After my opera, Le Silence was the first piece I wrote for voice. In between I wrote instrumental things—concertos, etc.—and one day, Simon [Rattle] told me he was going to Lucerne. He and Barbara are good friends, and Barbara was going to be an artiste étoile (featured artist), and he asked me if I could imagine writing a piece for her and orchestra. I had no idea what I wanted to do, but I’d always wanted to work with Simon and with Barbara Hannigan and I’d always wanted to do something in Lucerne, so I couldn’t say no. I thought, I’m sure I’ll think of something. And then began the great search—what should I do? Of course, one could write any old thing and just go along as if it’s going to work somehow. But I think a new piece needs a raison d’être; I want to try to give it something unheard-of, some justification for its existence—why does this piece have to be in the world? The reason must be clear, musically, within the piece itself. So I searched for a fairly long time for something that was somehow theatrical, otherworldly, and, at the same time, lyrical. Barbara is a very beautiful woman, and she has an elfin physiognomy and appearance, but when she sings on stage, she can sing lyrically, she can sing desperately, and she conveys all of this with incredible dramatic intensity. So I had to build the piece on several emotional levels: the dramatic, but also the lyrical. And originally I wanted something by Samuel Beckett—I had found something by him at the time which was very good, but I didn’t go very far with it—

 

Unsuk Chin discusses a passage of Le Silence des Sirènes Barbara Hannigan and Sir Simon Rattle prior to its premiere performance. Photograph courtesy of the Lucerne Festival. Copyright Priska Ketterer/Lucerne Festival.

Unsuk Chin discusses a passage of Le Silence des Sirènes Barbara Hannigan and Sir Simon Rattle prior to its premiere performance. Photograph courtesy of the Lucerne Festival. Copyright Priska Ketterer/Lucerne Festival.

One of the late short prose pieces?

 

Yes, Worstward Ho. Everyone advised me against it, warned me that we would have trouble with rights—I remember Simon saying: “Samuel Beckett?! Be careful, be careful!” For heaven’s sake, composing a piece of music is difficult enough without adding more problems on top of it! So I distanced myself from it a bit, and my search continued, and eventually I thought: sirens would be interesting, but so many people have already written about them, so if I do that, I’d have to do it differently. So I started to look beyond the classical sirens, and I found Kafka, and then Joyce, Adorno also wrote about sirens—I found a lot. I’m a very intuitive person, and the sirens made me smile, somehow. I felt there was something there.

 

And in Barbara’s face, too!

[Problems to work on]
1. Copy word for word the part of the interview excerpt that begins at the words "One of the late" and ends after the words "Barbara’s face, too!".
2. Rewrite the records as a JSON list of strings, one string per line with blank lines left out, beginning at their first line and stopping after the line that contains "M 667 240 L".
The interview excerpt and the records are unrelated to each other.

[Records]
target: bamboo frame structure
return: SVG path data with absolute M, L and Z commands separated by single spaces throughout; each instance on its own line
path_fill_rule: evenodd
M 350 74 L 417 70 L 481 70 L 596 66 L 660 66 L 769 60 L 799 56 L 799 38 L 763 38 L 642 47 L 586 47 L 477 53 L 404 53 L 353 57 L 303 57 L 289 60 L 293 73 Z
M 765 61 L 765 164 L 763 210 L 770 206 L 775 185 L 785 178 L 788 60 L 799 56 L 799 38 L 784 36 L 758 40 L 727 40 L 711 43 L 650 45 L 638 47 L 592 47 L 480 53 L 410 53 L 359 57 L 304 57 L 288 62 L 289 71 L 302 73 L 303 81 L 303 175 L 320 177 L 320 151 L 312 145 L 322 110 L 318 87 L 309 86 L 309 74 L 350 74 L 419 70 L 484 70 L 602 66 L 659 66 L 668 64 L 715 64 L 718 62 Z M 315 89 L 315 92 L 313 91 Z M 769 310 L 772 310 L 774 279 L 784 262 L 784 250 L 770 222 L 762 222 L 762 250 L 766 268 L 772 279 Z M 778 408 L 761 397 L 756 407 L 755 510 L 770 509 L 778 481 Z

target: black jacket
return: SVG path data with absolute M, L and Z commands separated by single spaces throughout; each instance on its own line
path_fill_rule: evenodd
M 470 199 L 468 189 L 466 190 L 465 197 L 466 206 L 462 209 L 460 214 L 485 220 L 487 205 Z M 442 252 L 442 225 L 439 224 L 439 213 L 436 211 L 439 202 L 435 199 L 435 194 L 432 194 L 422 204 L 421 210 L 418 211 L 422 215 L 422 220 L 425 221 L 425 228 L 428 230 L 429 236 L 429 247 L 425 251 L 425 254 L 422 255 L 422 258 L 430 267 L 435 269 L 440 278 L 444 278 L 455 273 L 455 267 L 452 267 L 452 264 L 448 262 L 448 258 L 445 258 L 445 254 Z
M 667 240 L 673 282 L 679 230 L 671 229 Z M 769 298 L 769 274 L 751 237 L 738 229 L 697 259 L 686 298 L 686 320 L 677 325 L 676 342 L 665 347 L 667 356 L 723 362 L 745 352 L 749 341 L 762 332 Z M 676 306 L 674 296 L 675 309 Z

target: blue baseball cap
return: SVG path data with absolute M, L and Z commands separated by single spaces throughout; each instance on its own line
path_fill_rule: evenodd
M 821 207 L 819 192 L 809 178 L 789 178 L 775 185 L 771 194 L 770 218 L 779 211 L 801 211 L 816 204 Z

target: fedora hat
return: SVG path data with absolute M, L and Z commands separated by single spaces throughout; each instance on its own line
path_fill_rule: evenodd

[Responses]
1.
One of the late short prose pieces?

 

Yes, Worstward Ho. Everyone advised me against it, warned me that we would have trouble with rights—I remember Simon saying: “Samuel Beckett?! Be careful, be careful!” For heaven’s sake, composing a piece of music is difficult enough without adding more problems on top of it! So I distanced myself from it a bit, and my search continued, and eventually I thought: sirens would be interesting, but so many people have already written about them, so if I do that, I’d have to do it differently. So I started to look beyond the classical sirens, and I found Kafka, and then Joyce, Adorno also wrote about sirens—I found a lot. I’m a very intuitive person, and the sirens made me smile, somehow. I felt there was something there.

 

And in Barbara’s face, too!

2.
[
  "target: bamboo frame structure",
  "return: SVG path data with absolute M, L and Z commands separated by single spaces throughout; each instance on its own line",
  "path_fill_rule: evenodd",
  "M 350 74 L 417 70 L 481 70 L 596 66 L 660 66 L 769 60 L 799 56 L 799 38 L 763 38 L 642 47 L 586 47 L 477 53 L 404 53 L 353 57 L 303 57 L 289 60 L 293 73 Z",
  "M 765 61 L 765 164 L 763 210 L 770 206 L 775 185 L 785 178 L 788 60 L 799 56 L 799 38 L 784 36 L 758 40 L 727 40 L 711 43 L 650 45 L 638 47 L 592 47 L 480 53 L 410 53 L 359 57 L 304 57 L 288 62 L 289 71 L 302 73 L 303 81 L 303 175 L 320 177 L 320 151 L 312 145 L 322 110 L 318 87 L 309 86 L 309 74 L 350 74 L 419 70 L 484 70 L 602 66 L 659 66 L 668 64 L 715 64 L 718 62 Z M 315 89 L 315 92 L 313 91 Z M 769 310 L 772 310 L 774 279 L 784 262 L 784 250 L 770 222 L 762 222 L 762 250 L 766 268 L 772 279 Z M 778 408 L 761 397 L 756 407 L 755 510 L 770 509 L 778 481 Z",
  "target: black jacket",
  "return: SVG path data with absolute M, L and Z commands separated by single spaces throughout; each instance on its own line",
  "path_fill_rule: evenodd",
  "M 470 199 L 468 189 L 466 190 L 465 197 L 466 206 L 462 209 L 460 214 L 485 220 L 487 205 Z M 442 252 L 442 225 L 439 224 L 439 213 L 436 211 L 439 202 L 435 199 L 435 194 L 432 194 L 422 204 L 421 210 L 418 211 L 422 215 L 422 220 L 425 221 L 425 228 L 428 230 L 429 236 L 429 247 L 425 251 L 425 254 L 422 255 L 422 258 L 430 267 L 435 269 L 440 278 L 444 278 L 455 273 L 455 267 L 452 267 L 452 264 L 448 262 L 448 258 L 445 258 L 445 254 Z",
  "M 667 240 L 673 282 L 679 230 L 671 229 Z M 769 298 L 769 274 L 751 237 L 738 229 L 697 259 L 686 298 L 686 320 L 677 325 L 676 342 L 665 347 L 667 356 L 723 362 L 745 352 L 749 341 L 762 332 Z M 676 306 L 674 296 L 675 309 Z"
]